--- Page text ---
:::
This is my bad photo. There’s a better picture of the specimen underneath at the bottom of this post.

The Label: I got curious about the Portuguese Man O’War because the label uses the word ‘colony’ here in a way that I didn’t really understand. When we talk about colonies in the animal kingdom we are usually referring to insects, like bees or ants, where lots of individuals make up a colony. But what does it mean for a colony to make an individual? In the case of the Portuguese Man O’War, a siphonophore, four different types of polyps come together to make an individual like the one pictured. Each kind of polyp has a different function. The inflated bladder, or sail of the Man O’War, helps the creature to float. Then there are reproductive polyps, eating/digestive polyps, and ones that provide the Man O’War’s stinging defence. These latter three types of polyps are themselves made up of groups of individuals called zooids. It’s multiplicities all the way down.

Case Notes: The polyps and zooids that make up a Portuguese Man O’War are genetically identical, and so specialised as to be interdependent (though the individual zooids are structurally similar to other independent species) – so in many ways it does make sense to consider them an individual. But it challenges assumptions that an individual is something entirely singular or uniform.
:::
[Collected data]
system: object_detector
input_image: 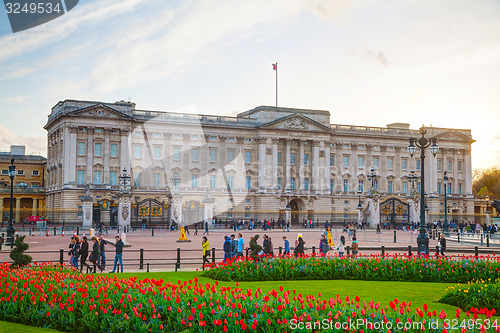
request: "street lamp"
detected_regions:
[443,171,450,237]
[408,127,439,255]
[7,159,16,246]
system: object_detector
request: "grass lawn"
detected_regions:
[0,272,457,333]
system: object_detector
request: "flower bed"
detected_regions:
[439,279,500,313]
[205,255,500,283]
[0,264,500,332]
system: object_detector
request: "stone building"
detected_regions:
[0,145,47,224]
[45,100,474,224]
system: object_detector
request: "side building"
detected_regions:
[0,145,47,225]
[45,100,474,225]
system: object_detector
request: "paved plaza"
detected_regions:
[0,228,499,272]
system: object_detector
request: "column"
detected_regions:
[31,198,38,216]
[65,127,78,184]
[16,198,21,223]
[255,138,266,191]
[102,128,111,184]
[321,141,331,193]
[271,139,278,190]
[311,141,319,192]
[0,198,3,223]
[297,140,306,190]
[462,148,472,195]
[284,140,291,191]
[85,127,94,184]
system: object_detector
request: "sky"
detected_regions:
[0,0,500,169]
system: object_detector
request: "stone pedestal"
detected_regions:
[118,194,132,230]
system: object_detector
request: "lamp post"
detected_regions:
[408,127,439,255]
[7,159,16,245]
[443,171,450,237]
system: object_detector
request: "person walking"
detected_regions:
[293,237,306,257]
[71,236,80,269]
[319,234,330,256]
[97,235,108,272]
[80,236,90,273]
[89,236,101,273]
[439,234,446,256]
[283,236,290,255]
[236,232,245,258]
[201,236,210,269]
[351,236,359,257]
[111,235,125,273]
[223,236,232,261]
[335,236,345,257]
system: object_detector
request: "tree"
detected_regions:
[472,167,500,199]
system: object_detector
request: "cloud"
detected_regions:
[0,0,147,62]
[0,125,47,155]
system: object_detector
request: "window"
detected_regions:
[76,170,85,185]
[109,171,118,185]
[227,149,234,162]
[94,170,102,185]
[153,146,161,160]
[245,176,252,190]
[78,142,85,156]
[344,179,349,192]
[245,151,252,163]
[94,143,102,156]
[173,147,181,161]
[192,148,200,162]
[109,143,118,157]
[134,146,142,158]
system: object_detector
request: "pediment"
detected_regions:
[68,104,132,120]
[436,130,474,143]
[259,113,331,132]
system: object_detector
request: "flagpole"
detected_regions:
[276,62,278,107]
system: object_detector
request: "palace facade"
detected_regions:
[45,100,474,225]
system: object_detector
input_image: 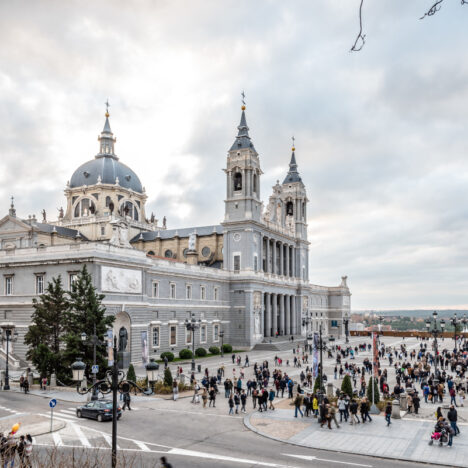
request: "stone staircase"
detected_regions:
[252,335,306,351]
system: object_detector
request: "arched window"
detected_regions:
[234,172,242,191]
[74,198,96,218]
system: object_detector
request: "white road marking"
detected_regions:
[52,432,63,447]
[134,440,151,452]
[71,423,91,447]
[282,453,373,468]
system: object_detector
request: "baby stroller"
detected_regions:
[429,427,449,445]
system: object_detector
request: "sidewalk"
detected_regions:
[244,409,468,467]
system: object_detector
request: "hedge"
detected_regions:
[161,351,174,362]
[179,349,193,359]
[223,343,232,353]
[195,348,208,357]
[208,346,219,354]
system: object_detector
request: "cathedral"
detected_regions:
[0,105,351,367]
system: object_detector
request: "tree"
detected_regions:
[65,265,115,378]
[341,374,353,398]
[367,377,380,404]
[24,276,70,380]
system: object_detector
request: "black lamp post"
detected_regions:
[1,323,18,390]
[71,337,154,468]
[81,324,105,400]
[219,330,224,357]
[185,313,200,372]
[426,311,445,386]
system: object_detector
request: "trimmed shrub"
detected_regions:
[208,346,219,354]
[179,349,193,359]
[223,343,232,353]
[164,367,173,388]
[195,348,208,357]
[161,351,174,362]
[367,377,380,404]
[341,374,353,398]
[127,364,136,382]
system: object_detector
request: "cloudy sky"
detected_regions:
[0,0,468,309]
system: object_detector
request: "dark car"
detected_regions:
[76,400,122,422]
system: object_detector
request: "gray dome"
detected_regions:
[70,156,143,193]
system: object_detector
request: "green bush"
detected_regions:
[341,374,353,398]
[367,377,380,404]
[208,346,219,354]
[195,348,208,357]
[161,351,174,362]
[164,367,173,388]
[179,349,193,359]
[223,343,232,353]
[127,364,136,382]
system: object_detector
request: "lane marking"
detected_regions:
[71,423,92,448]
[52,432,63,447]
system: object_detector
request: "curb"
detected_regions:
[243,413,466,468]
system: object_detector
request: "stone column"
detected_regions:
[271,294,278,336]
[279,294,285,335]
[264,293,271,337]
[284,295,291,335]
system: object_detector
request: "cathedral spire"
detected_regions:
[283,137,302,184]
[96,100,118,159]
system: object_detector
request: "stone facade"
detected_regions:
[0,104,350,363]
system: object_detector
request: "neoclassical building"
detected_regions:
[0,106,351,365]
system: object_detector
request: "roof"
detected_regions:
[32,223,88,241]
[130,224,224,242]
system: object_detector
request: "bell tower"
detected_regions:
[224,93,262,222]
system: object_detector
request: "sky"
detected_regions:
[0,0,468,309]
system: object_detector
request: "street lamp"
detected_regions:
[71,337,153,468]
[81,323,106,400]
[0,323,18,390]
[219,330,224,357]
[426,311,445,386]
[185,313,201,372]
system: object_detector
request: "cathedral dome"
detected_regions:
[70,155,143,193]
[70,112,143,193]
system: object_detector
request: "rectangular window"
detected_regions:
[152,327,159,348]
[200,325,206,343]
[36,275,44,294]
[5,276,13,296]
[153,281,159,297]
[169,325,177,346]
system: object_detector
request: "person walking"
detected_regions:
[385,401,392,427]
[122,393,132,411]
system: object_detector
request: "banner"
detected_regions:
[141,330,149,366]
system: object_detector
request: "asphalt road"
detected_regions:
[0,392,442,468]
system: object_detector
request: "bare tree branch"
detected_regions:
[350,0,366,52]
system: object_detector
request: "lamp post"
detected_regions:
[219,330,224,357]
[0,323,18,390]
[426,311,445,386]
[71,337,154,468]
[81,324,105,400]
[185,313,200,372]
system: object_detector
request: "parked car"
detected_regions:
[76,400,122,422]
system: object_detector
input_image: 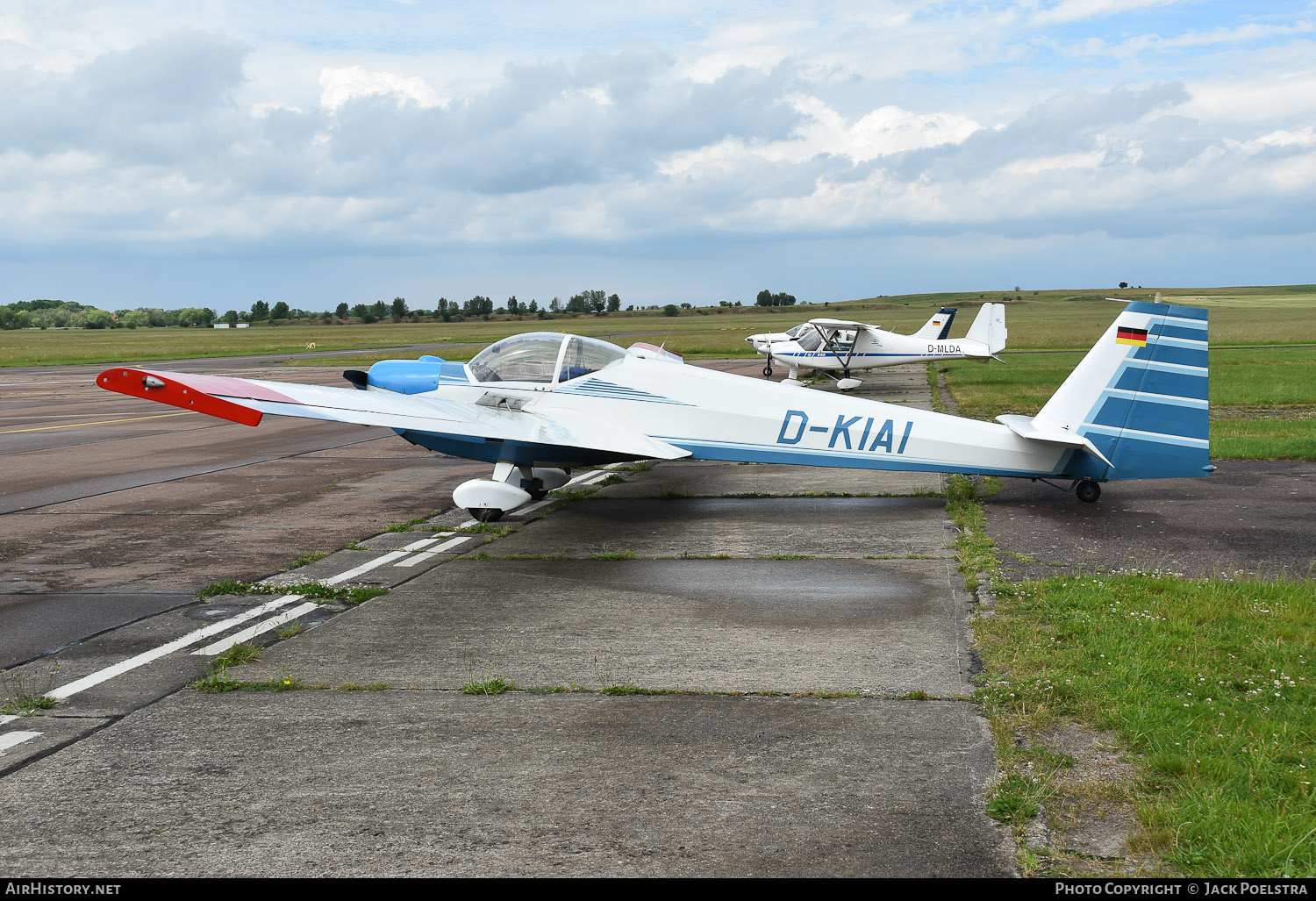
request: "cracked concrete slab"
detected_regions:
[597,461,942,498]
[476,494,952,559]
[0,692,1010,876]
[234,561,973,697]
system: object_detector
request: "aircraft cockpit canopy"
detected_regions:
[468,332,626,384]
[795,329,823,351]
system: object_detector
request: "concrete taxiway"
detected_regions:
[0,354,1313,876]
[0,357,1012,875]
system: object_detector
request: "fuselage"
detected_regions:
[376,347,1073,476]
[757,329,990,372]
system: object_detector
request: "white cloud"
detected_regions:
[1031,0,1184,25]
[320,66,447,111]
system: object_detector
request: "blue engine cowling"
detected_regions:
[344,355,470,395]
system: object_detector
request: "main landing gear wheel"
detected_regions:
[1074,482,1102,504]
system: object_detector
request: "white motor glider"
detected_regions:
[97,303,1215,519]
[745,304,1005,390]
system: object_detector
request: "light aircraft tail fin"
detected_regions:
[910,306,955,340]
[1012,303,1213,480]
[965,304,1007,356]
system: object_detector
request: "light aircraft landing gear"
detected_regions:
[453,461,568,522]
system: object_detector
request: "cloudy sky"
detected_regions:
[0,0,1316,311]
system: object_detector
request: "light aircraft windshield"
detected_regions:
[795,330,823,351]
[468,332,626,383]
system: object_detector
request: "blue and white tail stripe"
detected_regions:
[1063,303,1211,480]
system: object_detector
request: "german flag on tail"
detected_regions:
[1115,325,1148,347]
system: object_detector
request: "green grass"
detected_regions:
[1211,411,1316,461]
[213,642,261,669]
[197,579,389,605]
[462,676,516,695]
[948,473,1316,877]
[974,575,1316,877]
[0,693,60,717]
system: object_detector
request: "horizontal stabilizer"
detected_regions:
[997,414,1115,469]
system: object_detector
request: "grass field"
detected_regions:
[10,285,1316,366]
[948,480,1316,877]
[0,285,1316,459]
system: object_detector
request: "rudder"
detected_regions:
[1034,303,1212,480]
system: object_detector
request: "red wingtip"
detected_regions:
[97,367,263,425]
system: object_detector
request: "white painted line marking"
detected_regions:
[192,601,320,656]
[0,733,41,754]
[320,551,407,585]
[394,535,476,567]
[46,595,302,701]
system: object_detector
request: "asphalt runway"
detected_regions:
[0,358,486,667]
[0,347,1316,876]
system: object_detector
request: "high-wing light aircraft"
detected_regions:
[745,304,1005,390]
[97,303,1215,519]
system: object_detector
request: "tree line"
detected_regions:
[0,290,795,329]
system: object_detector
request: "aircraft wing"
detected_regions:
[810,319,878,332]
[97,367,690,459]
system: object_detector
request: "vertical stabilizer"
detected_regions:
[965,304,1005,356]
[1033,303,1211,479]
[910,306,955,340]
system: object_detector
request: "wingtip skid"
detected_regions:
[97,367,263,425]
:::
--- Problem set ---
1) According to the Portuguese Man O'War text, how many different types of polyps come together to make an individual?
2) Pick up the Portuguese Man O'War text after its last sentence and continue it.
These rows come from a source separate from the Portuguese Man O'War text.

--- Results of the exercise ---
1) Four

2)
‘Individuals’ are rarely a closed, or self-contained system. What does this mean? Consider you and your mother. When you are a fetus, some of your cells pass through the placenta and take up residence in your mother’s body. You also get some of your mother’s cells. Even weirder, if you aren’t your mother’s first child, you not only get your mother’s cells, but cells from all your siblings as well. You don’t just have other people’s cells in your body — you also have loads of cells that aren’t human at all. Developmental genetics and embryology scholar Scott F. Gilbert says: ‘Only about half of the cells in our bodies contain a “human genome.” The other cells include about 160 different bacterial genomes. We have about 160 major species of bacteria in our bodies, and they all form complex ecosystems. Human bodies are and contain a plurality of ecosystems.’

These examples are not the only way that genetic transfer is more diverse than the Darwinian model of sexual selection (i.e. getting all of your genes from two parents). And a lot of these more varied and spectacular ways are down to bacteria. Next time on Label Detective, we’ll get into these messier models of evolution.

Status: I would say case closed, but since I’ve just spent the blog post arguing against the concept of a closed system, this seems wrong. But we’re done for now.

Notes

This post was inspired by the book Arts of Living on a Damaged Planet, an anthology of essays by zoologists, anthropologists, and scholars that explores how environmental crisis highlights the complex and surprising ways in which all life on earth is entangled. The quote from Scott F. Gilbert comes from his contribution to this book.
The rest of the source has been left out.